QUOTED TEXT:
TITLE: SABAR
his project of self-portraits pays homage to a Senegalese dance reserved for women, the SABAR. Men who dare to dance it are called all sorts of derogatory names. I did it when I was 6 years old. The memory of my mother’s angry face coming to look for me in the crowd of women haunted me throughout my childhood and adolescence. The experience was also a factor in my choice to go into exile and move to France at the age of 18, under the pretext of studying. 26 years later, I decided to dance the SABAR again, hiding behind a negative that operates as a protective veil.
It was a way to assert my homosexuality and to shade light on the issue of lgbt-phobia in Senegal.
AUTHOR: GABRIEL DIA (France)
Gabriel DIA was born in 1985 in SENEGAL. Exiled because of his sexuality, he arrived in France in 2003, where he still lives and works.
Engineer by training, Gabriel developed an artistic language through writing and photography.His passion for writing resulted in his first novel,
"The Birth of a Virgin" being published by Éditions de Montigny in 2013.

EXERCISE TASKS:
a - In the passage about the SABAR self-portraits, how old was Gabriel Dia when he first danced the SABAR?
b - Write the next part of the passage about the SABAR self-portraits, starting after its final sentence.
The listing that comes next has no connection to the passage about the SABAR self-portraits.

MATERIAL:
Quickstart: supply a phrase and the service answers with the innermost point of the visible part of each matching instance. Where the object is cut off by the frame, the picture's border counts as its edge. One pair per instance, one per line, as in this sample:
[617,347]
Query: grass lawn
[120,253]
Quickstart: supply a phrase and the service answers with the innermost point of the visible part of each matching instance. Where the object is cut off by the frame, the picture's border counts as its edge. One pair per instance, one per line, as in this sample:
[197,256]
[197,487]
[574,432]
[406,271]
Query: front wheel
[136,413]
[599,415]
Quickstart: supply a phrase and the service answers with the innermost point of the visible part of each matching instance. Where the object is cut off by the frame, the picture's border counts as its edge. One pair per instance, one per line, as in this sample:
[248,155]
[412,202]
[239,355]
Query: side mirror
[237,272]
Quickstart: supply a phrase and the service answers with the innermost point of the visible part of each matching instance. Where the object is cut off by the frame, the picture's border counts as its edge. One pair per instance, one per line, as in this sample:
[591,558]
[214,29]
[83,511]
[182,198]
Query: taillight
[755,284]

==

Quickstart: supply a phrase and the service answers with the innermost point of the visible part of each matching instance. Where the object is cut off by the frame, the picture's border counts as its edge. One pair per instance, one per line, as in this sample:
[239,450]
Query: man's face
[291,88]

---

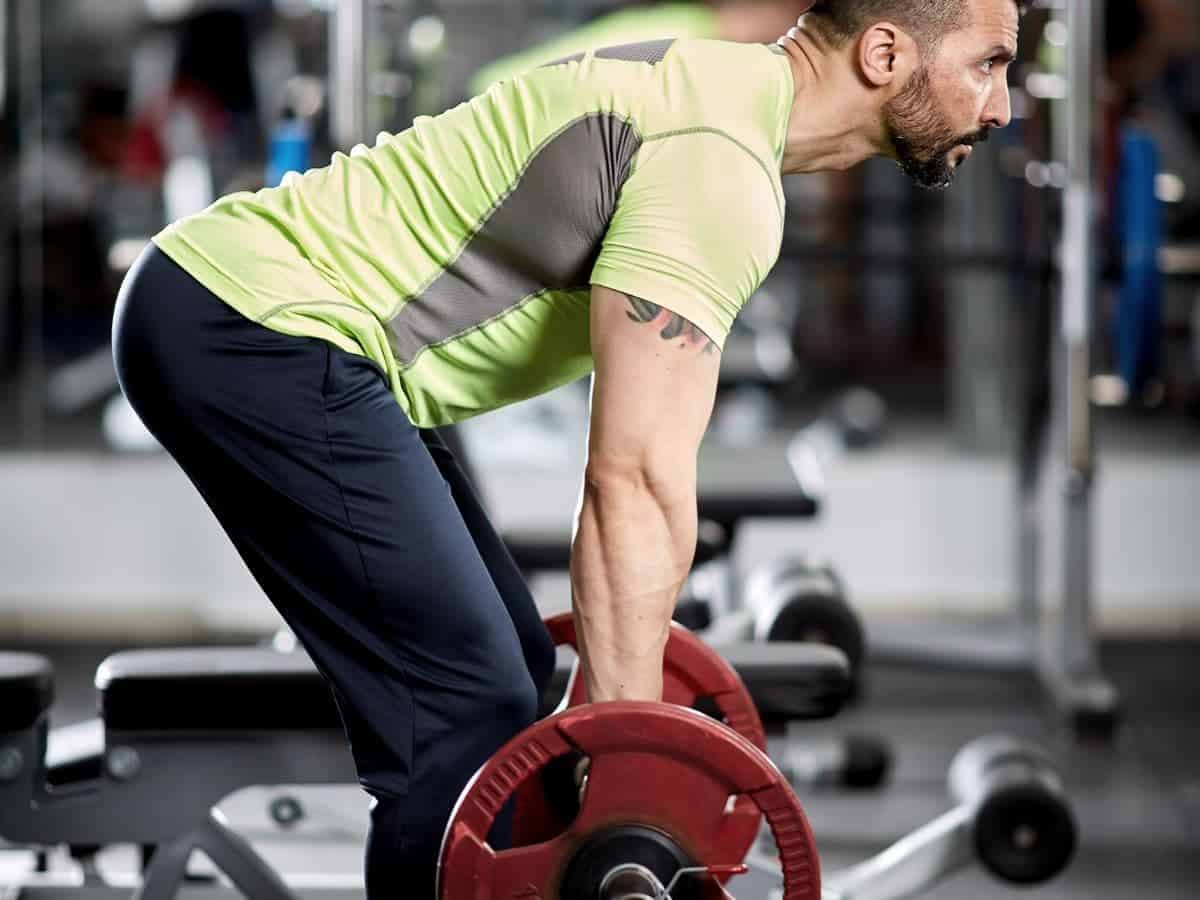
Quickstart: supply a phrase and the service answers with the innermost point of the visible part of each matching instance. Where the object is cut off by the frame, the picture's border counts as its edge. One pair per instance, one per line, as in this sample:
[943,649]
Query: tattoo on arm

ANSWERS BY TASK:
a - He was 6 years old.

b -
Among Dia’s visual inspirations are the works of such photographers as Dominique Issermann and Peter Lindbergh, to name but a few. But it was the discovery of Sebastiao Slagado's works at the 2016 exhibition at the Polka Gallery that drove him to devote himself to the art of photography. In his own words, through this art he "can express much more at the same time”.
In 2018, after training at EFEET, he held his first Paris exhibition entitled "Nature". A universal work, he describes as inspired by his life, which echoes the eternal questions that everyone asks:
Where do we come from? Who are we? Where are we going ?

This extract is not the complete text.